→ Task to complete: Could you reproduce the evaluation instructions below, word for word and in full?
-------- Passage given --------
The evaluation framework uses the exact questions from the test files (test_sample_repo_question_understanding.py and run_comprehensive_evaluation.py). These questions are also displayed in the web interface to ensure consistency between testing and user interaction.

# Run evaluation on the sample Python repository
python run_test_evaluation.py --server-url http://localhost:8002 \
  --repo-path /path/to/sample-python-repo \
  --repo-type sample_repo

# Run evaluation on the grip repository
python run_test_evaluation.py --server-url http://localhost:8002 \
  --repo-path /path/to/grip-repo \
  --repo-type grip

Make sure the MCP server is running before executing the evaluation script. The default server port is 8000, but you can specify a different port with the --server-url parameter.

The evaluation script will:

  1. Extract questions from the web interface that match the test files
  2. Send each question to the MCP server with the specified repository path
  3. Measure response time and error rate
  4. Calculate the MCP Quality Score (MQS)
-------- Extracted data --------
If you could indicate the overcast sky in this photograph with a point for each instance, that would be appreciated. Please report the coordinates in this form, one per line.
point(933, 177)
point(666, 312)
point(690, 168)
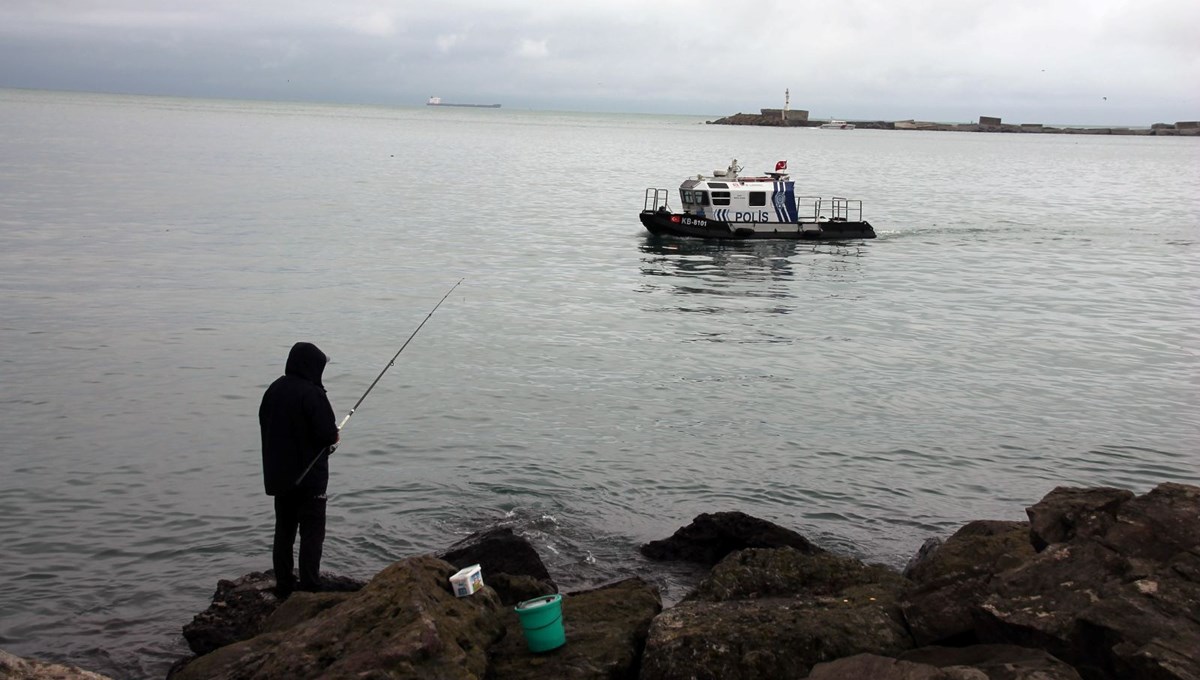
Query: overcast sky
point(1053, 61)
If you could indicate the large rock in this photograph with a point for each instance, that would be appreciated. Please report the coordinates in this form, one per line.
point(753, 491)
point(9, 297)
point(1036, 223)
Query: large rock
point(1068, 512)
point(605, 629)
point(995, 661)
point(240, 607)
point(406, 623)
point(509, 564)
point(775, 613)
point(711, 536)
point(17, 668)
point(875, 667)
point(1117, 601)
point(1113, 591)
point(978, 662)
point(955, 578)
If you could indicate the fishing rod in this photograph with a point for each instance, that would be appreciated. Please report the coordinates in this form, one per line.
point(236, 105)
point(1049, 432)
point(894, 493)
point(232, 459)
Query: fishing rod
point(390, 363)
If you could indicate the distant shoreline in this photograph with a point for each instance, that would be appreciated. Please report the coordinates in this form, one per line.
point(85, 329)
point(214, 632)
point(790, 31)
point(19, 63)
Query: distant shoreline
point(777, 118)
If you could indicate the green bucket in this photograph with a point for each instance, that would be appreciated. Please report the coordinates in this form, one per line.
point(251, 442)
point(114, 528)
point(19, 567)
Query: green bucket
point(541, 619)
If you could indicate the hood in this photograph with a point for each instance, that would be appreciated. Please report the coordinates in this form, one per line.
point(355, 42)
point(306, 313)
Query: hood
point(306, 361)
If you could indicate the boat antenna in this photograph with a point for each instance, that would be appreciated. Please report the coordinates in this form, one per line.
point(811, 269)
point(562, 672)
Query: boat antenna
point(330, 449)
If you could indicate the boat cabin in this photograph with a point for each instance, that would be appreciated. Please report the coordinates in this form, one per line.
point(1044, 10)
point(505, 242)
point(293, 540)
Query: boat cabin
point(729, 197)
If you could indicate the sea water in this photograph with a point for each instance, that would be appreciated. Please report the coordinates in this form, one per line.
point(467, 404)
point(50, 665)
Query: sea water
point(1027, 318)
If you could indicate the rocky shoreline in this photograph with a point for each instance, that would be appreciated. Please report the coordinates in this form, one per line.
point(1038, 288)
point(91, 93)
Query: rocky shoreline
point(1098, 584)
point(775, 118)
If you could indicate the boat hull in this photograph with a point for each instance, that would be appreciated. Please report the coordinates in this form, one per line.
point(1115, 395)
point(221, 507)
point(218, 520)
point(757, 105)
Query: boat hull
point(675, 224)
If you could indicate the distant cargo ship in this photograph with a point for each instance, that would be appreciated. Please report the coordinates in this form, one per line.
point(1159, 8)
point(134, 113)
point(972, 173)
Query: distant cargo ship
--------
→ Written solution:
The evaluation framework uses the exact questions from the test files (test_sample_repo_question_understanding.py and run_comprehensive_evaluation.py). These questions are also displayed in the web interface to ensure consistency between testing and user interaction.

# Run evaluation on the sample Python repository
python run_test_evaluation.py --server-url http://localhost:8002 \
  --repo-path /path/to/sample-python-repo \
  --repo-type sample_repo

# Run evaluation on the grip repository
python run_test_evaluation.py --server-url http://localhost:8002 \
  --repo-path /path/to/grip-repo \
  --repo-type grip

Make sure the MCP server is running before executing the evaluation script. The default server port is 8000, but you can specify a different port with the --server-url parameter.

The evaluation script will:

  1. Extract questions from the web interface that match the test files
  2. Send each question to the MCP server with the specified repository path
  3. Measure response time and error rate
  4. Calculate the MCP Quality Score (MQS)